▶ What you should do: Repeat, word for word, every line from the line holding "Target: car window" through the final line of the entries below. Skip all pictures.

Dataset entries:
- - - - - - -

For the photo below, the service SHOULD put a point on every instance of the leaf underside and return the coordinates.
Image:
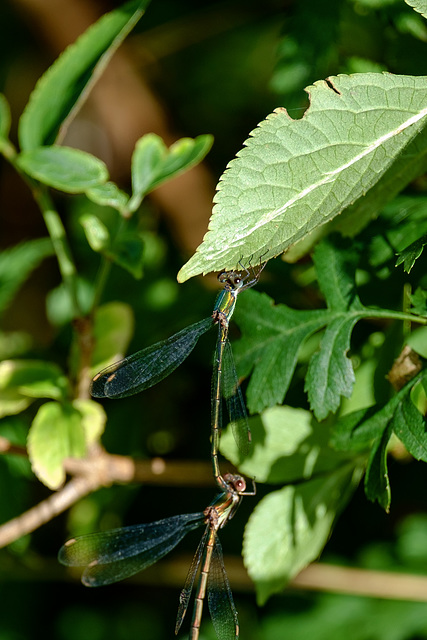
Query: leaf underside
(293, 176)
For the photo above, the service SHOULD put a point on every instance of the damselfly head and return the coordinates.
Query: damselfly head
(236, 483)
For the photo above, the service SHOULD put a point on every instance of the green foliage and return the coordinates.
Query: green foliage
(153, 163)
(324, 337)
(61, 426)
(273, 336)
(418, 5)
(61, 90)
(17, 263)
(5, 118)
(293, 176)
(299, 519)
(63, 168)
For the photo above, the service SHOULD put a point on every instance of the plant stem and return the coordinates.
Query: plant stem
(100, 281)
(58, 236)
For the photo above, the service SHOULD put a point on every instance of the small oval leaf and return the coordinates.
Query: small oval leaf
(63, 168)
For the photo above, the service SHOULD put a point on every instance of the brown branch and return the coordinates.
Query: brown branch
(101, 469)
(375, 584)
(316, 577)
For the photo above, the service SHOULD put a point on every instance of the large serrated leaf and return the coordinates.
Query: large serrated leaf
(295, 175)
(298, 520)
(418, 5)
(288, 445)
(63, 88)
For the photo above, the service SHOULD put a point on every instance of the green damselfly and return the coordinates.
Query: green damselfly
(149, 366)
(110, 556)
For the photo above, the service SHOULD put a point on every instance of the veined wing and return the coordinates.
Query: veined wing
(220, 599)
(184, 597)
(149, 366)
(235, 402)
(110, 556)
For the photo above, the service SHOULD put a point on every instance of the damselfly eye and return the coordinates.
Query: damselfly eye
(240, 485)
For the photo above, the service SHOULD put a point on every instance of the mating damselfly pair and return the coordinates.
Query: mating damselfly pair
(113, 555)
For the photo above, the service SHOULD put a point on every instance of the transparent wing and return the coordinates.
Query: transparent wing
(236, 406)
(185, 594)
(110, 556)
(220, 599)
(149, 366)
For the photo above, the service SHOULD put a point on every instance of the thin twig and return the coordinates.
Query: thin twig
(101, 469)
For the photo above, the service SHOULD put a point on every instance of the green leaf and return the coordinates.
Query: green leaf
(5, 118)
(63, 168)
(272, 336)
(96, 232)
(108, 195)
(93, 418)
(336, 260)
(125, 249)
(56, 434)
(21, 381)
(17, 263)
(410, 255)
(410, 427)
(377, 483)
(128, 252)
(288, 445)
(418, 5)
(153, 163)
(60, 306)
(63, 88)
(330, 374)
(295, 175)
(113, 329)
(298, 520)
(356, 431)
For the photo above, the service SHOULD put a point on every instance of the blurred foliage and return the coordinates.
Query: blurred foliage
(221, 68)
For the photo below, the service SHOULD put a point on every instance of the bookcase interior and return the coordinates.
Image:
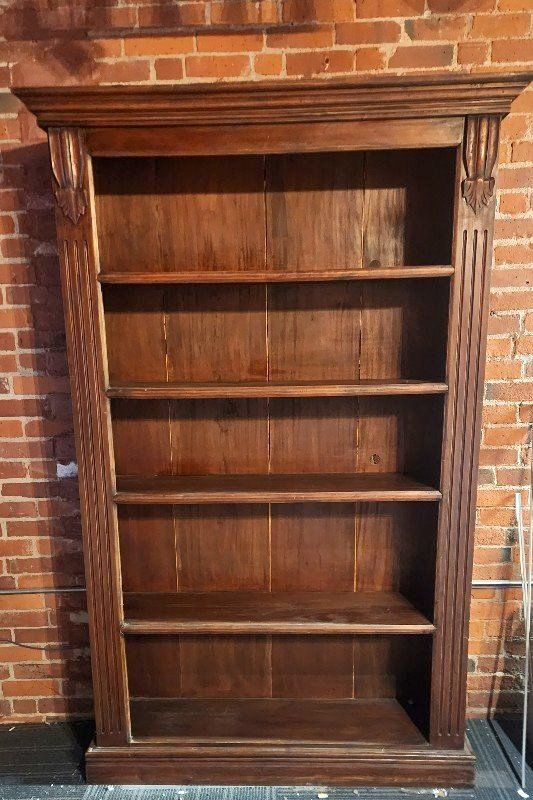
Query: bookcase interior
(276, 341)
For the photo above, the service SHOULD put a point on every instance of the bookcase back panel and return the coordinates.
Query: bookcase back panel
(314, 210)
(279, 435)
(408, 207)
(289, 212)
(314, 667)
(338, 547)
(282, 332)
(179, 214)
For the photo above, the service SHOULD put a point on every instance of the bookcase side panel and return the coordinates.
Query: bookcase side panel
(474, 221)
(72, 187)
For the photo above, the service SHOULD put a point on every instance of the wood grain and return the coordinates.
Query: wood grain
(280, 612)
(314, 211)
(274, 720)
(140, 390)
(272, 488)
(227, 275)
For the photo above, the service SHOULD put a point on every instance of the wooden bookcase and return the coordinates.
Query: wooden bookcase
(275, 307)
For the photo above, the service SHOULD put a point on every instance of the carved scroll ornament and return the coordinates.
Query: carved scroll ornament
(68, 165)
(480, 152)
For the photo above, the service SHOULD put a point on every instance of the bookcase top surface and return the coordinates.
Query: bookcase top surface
(383, 97)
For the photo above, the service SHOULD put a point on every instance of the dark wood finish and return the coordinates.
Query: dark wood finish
(274, 720)
(92, 426)
(282, 764)
(272, 489)
(466, 368)
(178, 391)
(227, 276)
(380, 98)
(279, 612)
(275, 305)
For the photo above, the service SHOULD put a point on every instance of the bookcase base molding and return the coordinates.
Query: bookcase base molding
(283, 765)
(276, 304)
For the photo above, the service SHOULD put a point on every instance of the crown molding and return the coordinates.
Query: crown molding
(386, 97)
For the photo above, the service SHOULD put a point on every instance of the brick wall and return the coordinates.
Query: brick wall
(72, 41)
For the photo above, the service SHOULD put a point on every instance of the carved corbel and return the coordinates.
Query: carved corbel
(480, 153)
(67, 154)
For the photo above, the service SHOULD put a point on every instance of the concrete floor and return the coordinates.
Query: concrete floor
(45, 762)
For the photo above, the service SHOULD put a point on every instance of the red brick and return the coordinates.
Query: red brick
(389, 8)
(516, 178)
(168, 69)
(472, 52)
(513, 204)
(523, 151)
(467, 6)
(319, 62)
(502, 370)
(362, 32)
(450, 28)
(513, 50)
(230, 66)
(512, 278)
(500, 26)
(124, 71)
(517, 391)
(268, 63)
(320, 10)
(514, 254)
(510, 301)
(298, 39)
(158, 45)
(422, 56)
(503, 323)
(25, 707)
(32, 688)
(504, 415)
(229, 42)
(369, 58)
(244, 11)
(10, 428)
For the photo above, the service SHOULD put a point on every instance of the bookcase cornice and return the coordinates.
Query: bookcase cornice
(387, 97)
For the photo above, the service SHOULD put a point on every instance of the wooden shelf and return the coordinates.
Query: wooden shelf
(379, 722)
(331, 488)
(265, 612)
(225, 276)
(161, 390)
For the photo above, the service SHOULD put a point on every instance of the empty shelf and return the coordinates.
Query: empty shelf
(379, 722)
(264, 612)
(227, 276)
(157, 390)
(330, 488)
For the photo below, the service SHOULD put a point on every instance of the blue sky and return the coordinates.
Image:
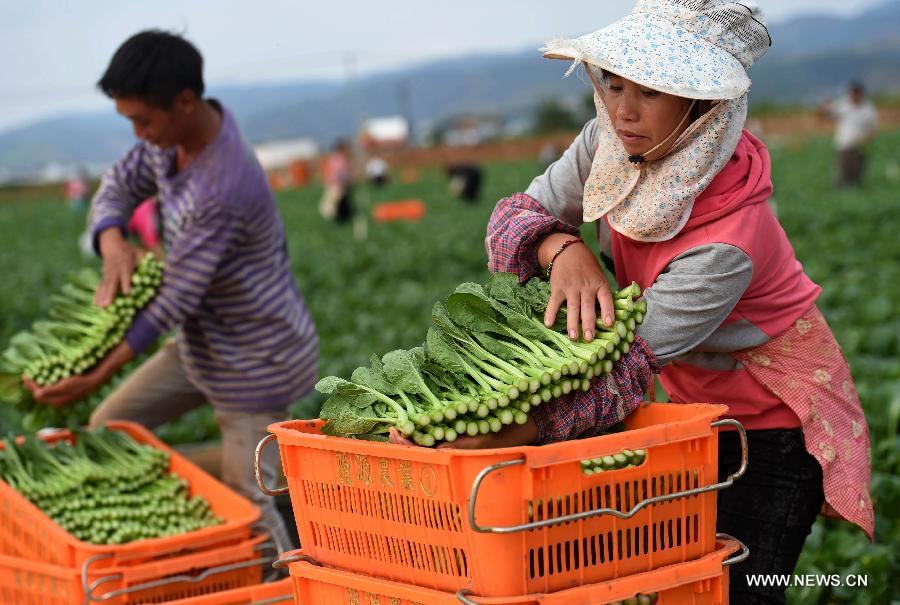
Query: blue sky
(53, 52)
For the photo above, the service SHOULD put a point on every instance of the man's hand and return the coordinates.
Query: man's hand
(578, 281)
(119, 261)
(69, 390)
(66, 391)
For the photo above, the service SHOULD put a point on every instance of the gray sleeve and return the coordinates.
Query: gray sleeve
(560, 189)
(692, 297)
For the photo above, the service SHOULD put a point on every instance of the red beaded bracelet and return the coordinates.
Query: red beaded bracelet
(565, 245)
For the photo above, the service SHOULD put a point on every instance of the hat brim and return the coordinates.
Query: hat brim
(658, 54)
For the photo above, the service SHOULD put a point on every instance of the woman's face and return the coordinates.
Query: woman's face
(643, 117)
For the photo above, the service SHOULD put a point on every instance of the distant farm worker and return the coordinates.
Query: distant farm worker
(678, 190)
(144, 225)
(857, 122)
(337, 174)
(244, 341)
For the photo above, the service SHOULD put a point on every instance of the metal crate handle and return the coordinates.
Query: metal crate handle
(257, 468)
(476, 486)
(89, 589)
(737, 558)
(294, 557)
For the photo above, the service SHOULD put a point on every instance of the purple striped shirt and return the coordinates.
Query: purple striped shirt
(245, 336)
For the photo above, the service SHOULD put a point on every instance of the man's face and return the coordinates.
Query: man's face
(161, 127)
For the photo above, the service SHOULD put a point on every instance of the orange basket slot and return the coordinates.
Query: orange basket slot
(26, 531)
(198, 573)
(509, 521)
(281, 591)
(404, 210)
(703, 581)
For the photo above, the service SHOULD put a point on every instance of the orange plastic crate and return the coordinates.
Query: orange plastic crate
(27, 582)
(404, 512)
(700, 582)
(25, 531)
(281, 591)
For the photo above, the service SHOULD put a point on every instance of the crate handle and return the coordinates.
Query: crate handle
(462, 594)
(283, 599)
(293, 558)
(89, 589)
(258, 469)
(476, 486)
(738, 558)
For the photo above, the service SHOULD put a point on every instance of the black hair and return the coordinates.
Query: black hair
(154, 66)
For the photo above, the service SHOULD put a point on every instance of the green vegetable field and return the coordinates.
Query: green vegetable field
(376, 295)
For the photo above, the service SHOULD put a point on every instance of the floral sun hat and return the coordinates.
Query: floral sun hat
(697, 49)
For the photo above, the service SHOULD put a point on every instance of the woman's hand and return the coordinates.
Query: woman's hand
(578, 281)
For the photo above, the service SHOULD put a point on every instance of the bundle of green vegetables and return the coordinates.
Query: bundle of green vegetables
(105, 488)
(77, 335)
(487, 361)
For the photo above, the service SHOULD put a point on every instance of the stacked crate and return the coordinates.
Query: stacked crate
(433, 526)
(40, 563)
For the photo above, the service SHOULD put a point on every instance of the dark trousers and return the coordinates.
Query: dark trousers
(851, 167)
(771, 508)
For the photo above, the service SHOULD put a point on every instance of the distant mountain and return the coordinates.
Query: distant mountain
(812, 58)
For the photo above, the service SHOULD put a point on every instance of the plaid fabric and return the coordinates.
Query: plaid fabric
(611, 398)
(515, 229)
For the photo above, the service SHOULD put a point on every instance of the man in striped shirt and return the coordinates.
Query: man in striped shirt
(244, 340)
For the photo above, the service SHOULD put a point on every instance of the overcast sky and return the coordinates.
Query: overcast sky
(53, 52)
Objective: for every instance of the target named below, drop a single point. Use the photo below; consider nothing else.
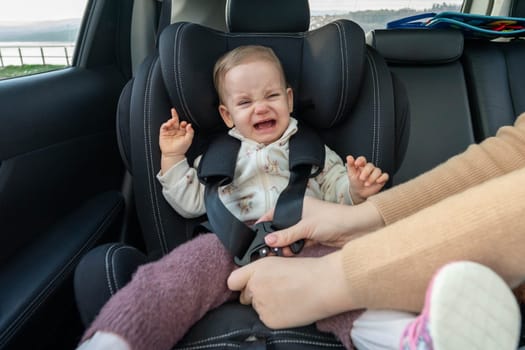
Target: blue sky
(357, 5)
(31, 10)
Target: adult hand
(365, 178)
(292, 292)
(326, 223)
(175, 138)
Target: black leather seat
(342, 88)
(428, 63)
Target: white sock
(380, 329)
(104, 341)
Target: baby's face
(256, 101)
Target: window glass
(373, 14)
(38, 36)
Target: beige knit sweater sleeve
(472, 207)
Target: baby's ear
(289, 93)
(226, 116)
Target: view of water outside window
(37, 36)
(374, 14)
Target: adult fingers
(239, 278)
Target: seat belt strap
(217, 168)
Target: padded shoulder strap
(307, 152)
(217, 168)
(219, 160)
(307, 148)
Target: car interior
(80, 205)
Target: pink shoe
(467, 306)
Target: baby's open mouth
(264, 124)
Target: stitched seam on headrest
(177, 72)
(149, 161)
(375, 103)
(344, 73)
(280, 35)
(228, 18)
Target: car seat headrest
(267, 16)
(324, 67)
(517, 9)
(427, 46)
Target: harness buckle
(258, 248)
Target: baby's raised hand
(175, 137)
(365, 178)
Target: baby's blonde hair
(243, 54)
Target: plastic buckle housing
(258, 248)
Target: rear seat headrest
(268, 16)
(517, 9)
(324, 67)
(422, 46)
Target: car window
(373, 14)
(38, 36)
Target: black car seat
(427, 61)
(342, 88)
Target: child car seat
(342, 88)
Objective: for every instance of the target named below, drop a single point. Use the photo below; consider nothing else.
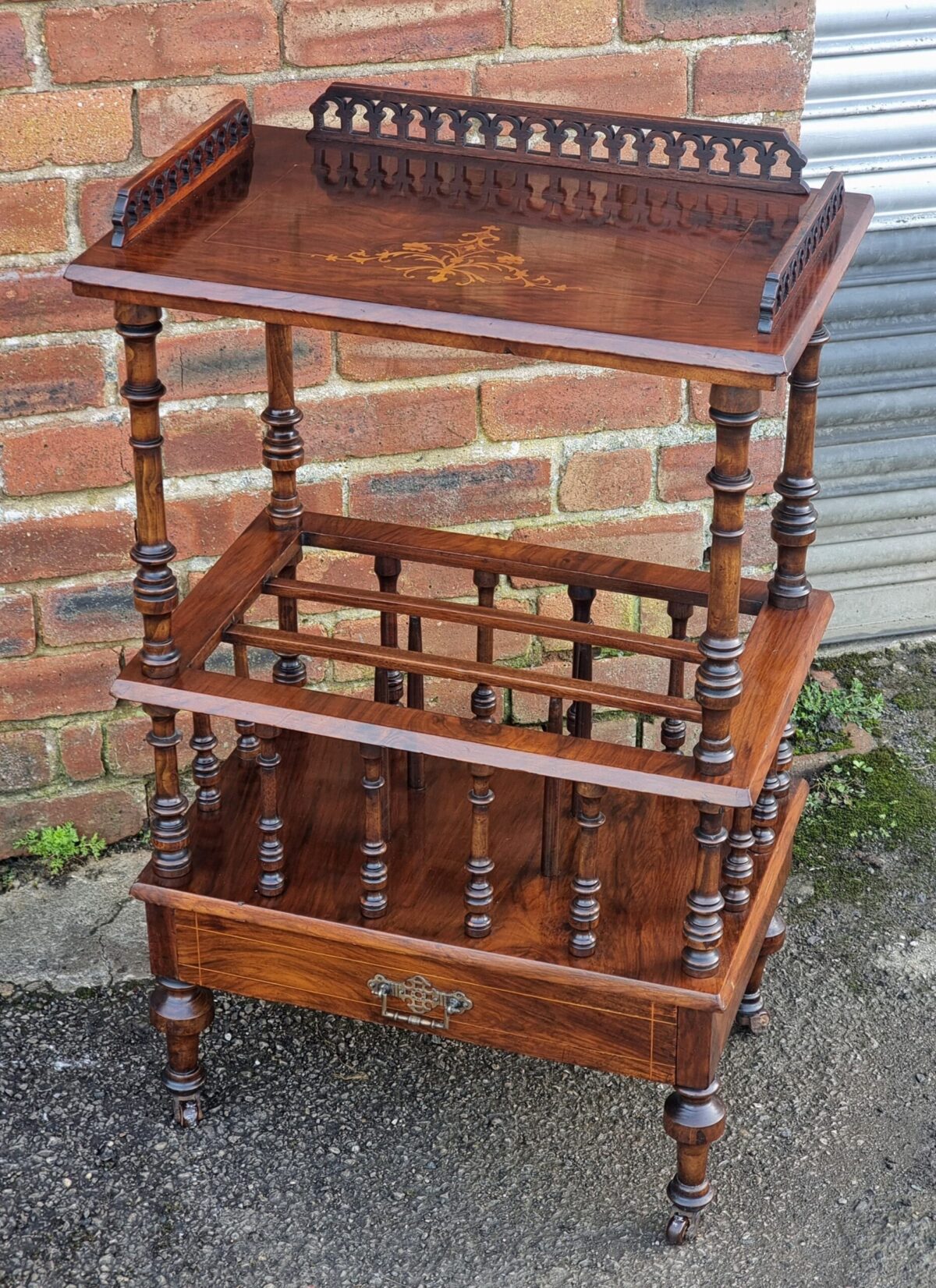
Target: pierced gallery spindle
(784, 759)
(248, 742)
(795, 515)
(205, 766)
(168, 819)
(703, 928)
(373, 847)
(416, 701)
(673, 729)
(272, 880)
(484, 699)
(552, 803)
(718, 679)
(155, 590)
(479, 892)
(738, 867)
(586, 910)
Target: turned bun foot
(182, 1011)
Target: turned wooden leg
(182, 1011)
(155, 590)
(795, 515)
(172, 859)
(752, 1014)
(718, 679)
(695, 1120)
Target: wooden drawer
(311, 969)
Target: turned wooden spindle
(172, 861)
(270, 853)
(552, 803)
(764, 817)
(673, 731)
(752, 1013)
(784, 759)
(703, 928)
(479, 892)
(205, 766)
(695, 1120)
(795, 515)
(182, 1013)
(155, 590)
(373, 847)
(738, 867)
(584, 908)
(282, 455)
(484, 699)
(388, 685)
(579, 715)
(718, 678)
(282, 446)
(248, 742)
(416, 701)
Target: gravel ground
(339, 1153)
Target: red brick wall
(88, 92)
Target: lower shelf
(616, 1010)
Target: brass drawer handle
(420, 997)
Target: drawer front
(388, 983)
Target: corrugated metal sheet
(872, 112)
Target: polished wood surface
(645, 859)
(353, 237)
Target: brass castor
(758, 1021)
(679, 1229)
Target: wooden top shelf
(626, 242)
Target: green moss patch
(859, 808)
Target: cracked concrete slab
(80, 932)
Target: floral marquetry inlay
(471, 260)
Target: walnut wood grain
(636, 956)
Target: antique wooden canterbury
(618, 903)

- - - - - - -

▶ Written answer:
Target: car window
(373, 14)
(38, 36)
Target: black car seat
(427, 61)
(342, 88)
Target: child car seat
(342, 88)
Objective: for every instance of the target named below, drop a single point. Use the photo below; consider nothing else.
Target: pierced gallery spindle
(784, 759)
(248, 742)
(795, 515)
(205, 766)
(168, 819)
(703, 928)
(373, 847)
(416, 701)
(673, 729)
(272, 880)
(484, 699)
(552, 803)
(718, 679)
(155, 590)
(479, 892)
(738, 867)
(586, 910)
Target: turned bun foot
(182, 1011)
Target: turned wooden leg
(182, 1011)
(155, 590)
(795, 515)
(172, 859)
(752, 1014)
(718, 679)
(695, 1120)
Target: wooden drawer
(311, 969)
Target: turned wooden spindle
(172, 861)
(270, 853)
(552, 803)
(764, 817)
(673, 731)
(752, 1013)
(784, 759)
(703, 928)
(479, 892)
(205, 766)
(695, 1120)
(795, 515)
(182, 1013)
(155, 590)
(373, 847)
(738, 867)
(584, 908)
(282, 455)
(484, 699)
(388, 685)
(579, 715)
(718, 678)
(282, 446)
(248, 742)
(416, 701)
Target: gravel ground
(339, 1153)
Target: red brick wall
(88, 92)
Target: lower shelf
(616, 1010)
Target: brass drawer handle
(420, 997)
Target: drawer front
(388, 983)
Target: corrugated metal sheet
(872, 112)
Target: polished wood surface
(645, 859)
(353, 237)
Target: brass castor
(758, 1021)
(679, 1229)
Target: wooden top shelf
(626, 242)
Target: green moss patch
(859, 808)
Target: cracked concrete slab
(80, 932)
Target: floral marquetry inlay
(471, 260)
Target: walnut wood grain
(636, 956)
Target: antique wooden canterbury
(618, 903)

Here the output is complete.